> **REQUIRED WORK**
Reproduce only the part of the records below that opens with the line containing "Could you kindly indicate each instance of the blue" and closes with the line containing "<point>340,323</point>", both lines included, keeping every line. Raise each x and y coordinate in the points by 145.

• • • • • • •

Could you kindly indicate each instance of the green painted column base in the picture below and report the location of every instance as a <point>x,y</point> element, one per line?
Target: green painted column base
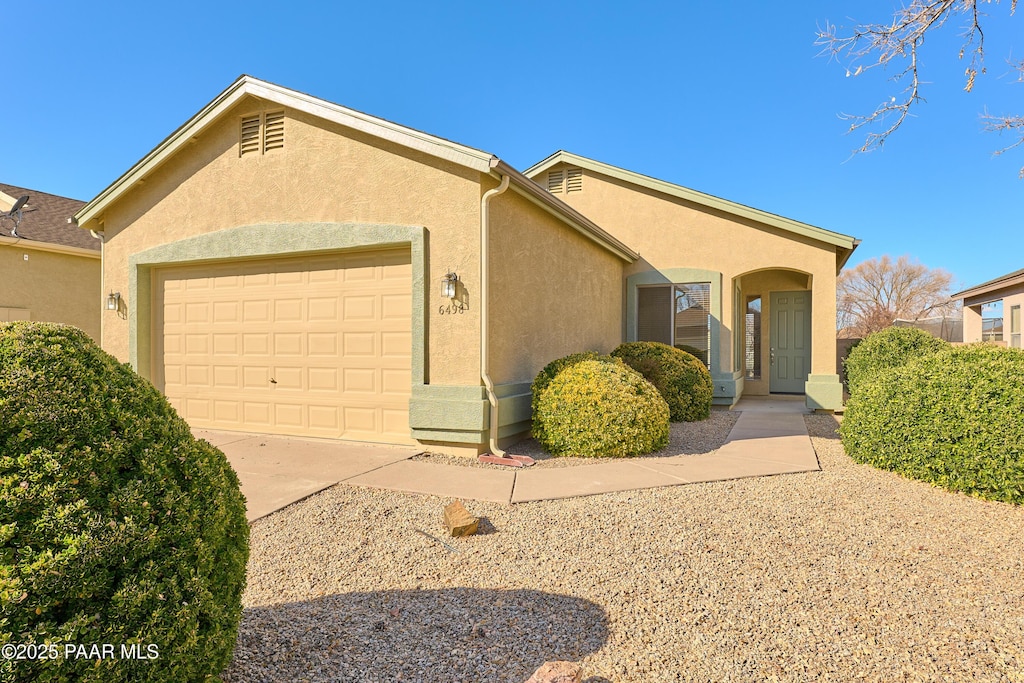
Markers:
<point>823,392</point>
<point>461,415</point>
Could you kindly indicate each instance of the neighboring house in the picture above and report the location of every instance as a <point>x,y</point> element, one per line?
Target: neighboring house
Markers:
<point>289,265</point>
<point>1010,290</point>
<point>948,329</point>
<point>49,270</point>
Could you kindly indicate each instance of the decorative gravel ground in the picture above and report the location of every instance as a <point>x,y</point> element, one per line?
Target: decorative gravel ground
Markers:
<point>848,573</point>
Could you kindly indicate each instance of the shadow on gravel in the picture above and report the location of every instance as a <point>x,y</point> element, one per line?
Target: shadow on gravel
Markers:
<point>430,635</point>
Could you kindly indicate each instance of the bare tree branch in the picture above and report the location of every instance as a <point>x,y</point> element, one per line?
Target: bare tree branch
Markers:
<point>870,296</point>
<point>868,46</point>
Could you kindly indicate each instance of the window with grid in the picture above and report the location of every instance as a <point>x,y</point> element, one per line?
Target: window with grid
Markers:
<point>678,315</point>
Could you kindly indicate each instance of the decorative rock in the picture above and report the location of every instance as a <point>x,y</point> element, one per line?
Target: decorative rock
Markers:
<point>557,672</point>
<point>459,521</point>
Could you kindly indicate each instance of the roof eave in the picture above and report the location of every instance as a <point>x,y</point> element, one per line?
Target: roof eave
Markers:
<point>805,229</point>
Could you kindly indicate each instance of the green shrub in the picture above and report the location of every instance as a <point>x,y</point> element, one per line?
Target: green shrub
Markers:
<point>889,348</point>
<point>117,526</point>
<point>952,419</point>
<point>599,409</point>
<point>680,377</point>
<point>544,378</point>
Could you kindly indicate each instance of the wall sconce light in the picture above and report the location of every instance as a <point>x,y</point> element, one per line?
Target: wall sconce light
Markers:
<point>449,285</point>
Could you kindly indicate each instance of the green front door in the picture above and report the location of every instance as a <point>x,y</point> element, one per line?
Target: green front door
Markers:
<point>791,341</point>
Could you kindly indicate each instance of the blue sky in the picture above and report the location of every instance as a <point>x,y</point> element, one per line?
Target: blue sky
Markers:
<point>727,98</point>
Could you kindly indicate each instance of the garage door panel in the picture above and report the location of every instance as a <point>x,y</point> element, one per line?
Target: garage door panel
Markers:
<point>340,323</point>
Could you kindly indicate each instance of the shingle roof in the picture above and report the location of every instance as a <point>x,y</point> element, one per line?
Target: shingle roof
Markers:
<point>44,218</point>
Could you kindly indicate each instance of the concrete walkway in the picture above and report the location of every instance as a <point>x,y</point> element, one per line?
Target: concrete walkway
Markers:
<point>769,437</point>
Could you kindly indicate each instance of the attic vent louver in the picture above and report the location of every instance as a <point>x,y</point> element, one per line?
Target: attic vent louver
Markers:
<point>261,132</point>
<point>273,135</point>
<point>555,180</point>
<point>249,138</point>
<point>573,180</point>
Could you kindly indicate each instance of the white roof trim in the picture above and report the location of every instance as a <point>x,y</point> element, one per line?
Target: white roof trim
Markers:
<point>247,85</point>
<point>836,239</point>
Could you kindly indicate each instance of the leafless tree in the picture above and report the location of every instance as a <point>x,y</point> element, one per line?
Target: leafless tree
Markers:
<point>868,46</point>
<point>870,296</point>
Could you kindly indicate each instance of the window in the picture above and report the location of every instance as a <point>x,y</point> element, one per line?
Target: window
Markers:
<point>752,334</point>
<point>261,132</point>
<point>1015,327</point>
<point>567,180</point>
<point>678,315</point>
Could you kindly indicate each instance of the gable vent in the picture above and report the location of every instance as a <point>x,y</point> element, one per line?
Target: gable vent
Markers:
<point>273,131</point>
<point>555,181</point>
<point>249,138</point>
<point>573,180</point>
<point>261,133</point>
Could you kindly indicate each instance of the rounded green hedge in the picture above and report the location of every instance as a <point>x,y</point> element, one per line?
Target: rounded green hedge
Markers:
<point>891,347</point>
<point>680,377</point>
<point>952,419</point>
<point>601,409</point>
<point>544,378</point>
<point>117,526</point>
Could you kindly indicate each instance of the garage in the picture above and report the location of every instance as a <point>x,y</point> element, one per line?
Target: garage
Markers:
<point>314,346</point>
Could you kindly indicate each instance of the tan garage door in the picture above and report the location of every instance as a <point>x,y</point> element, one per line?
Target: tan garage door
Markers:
<point>314,346</point>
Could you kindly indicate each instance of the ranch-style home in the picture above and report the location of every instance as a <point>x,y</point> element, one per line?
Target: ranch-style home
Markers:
<point>49,270</point>
<point>288,265</point>
<point>1010,290</point>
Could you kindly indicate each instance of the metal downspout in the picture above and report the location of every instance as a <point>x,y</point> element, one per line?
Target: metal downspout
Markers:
<point>488,385</point>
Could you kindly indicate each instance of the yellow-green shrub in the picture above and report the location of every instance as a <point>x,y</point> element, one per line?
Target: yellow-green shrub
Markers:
<point>680,377</point>
<point>888,348</point>
<point>601,409</point>
<point>117,526</point>
<point>952,419</point>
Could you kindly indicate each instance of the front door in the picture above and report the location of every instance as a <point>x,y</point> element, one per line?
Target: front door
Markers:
<point>791,341</point>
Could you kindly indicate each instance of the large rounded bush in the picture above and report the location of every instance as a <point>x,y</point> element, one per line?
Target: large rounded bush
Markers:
<point>544,378</point>
<point>952,419</point>
<point>117,526</point>
<point>891,347</point>
<point>600,409</point>
<point>680,377</point>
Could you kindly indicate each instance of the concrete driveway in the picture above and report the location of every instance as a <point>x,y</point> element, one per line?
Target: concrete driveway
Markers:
<point>280,470</point>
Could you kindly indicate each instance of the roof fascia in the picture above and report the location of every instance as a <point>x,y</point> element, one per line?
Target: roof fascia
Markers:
<point>773,220</point>
<point>247,85</point>
<point>989,287</point>
<point>545,200</point>
<point>48,247</point>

• • • • • • •

> **ANSWER IN FULL**
Could you kindly indicate each instance of the blue sky in the picture above and report the location of every instance as a <point>x,y</point> element, one per line?
Target: blue sky
Markers:
<point>872,243</point>
Could you kindly indicate each instance of the garage door panel in the picture above and report the location of every instance as a <point>x,y</point> element, one per line?
Target: garage door panel
Markers:
<point>485,468</point>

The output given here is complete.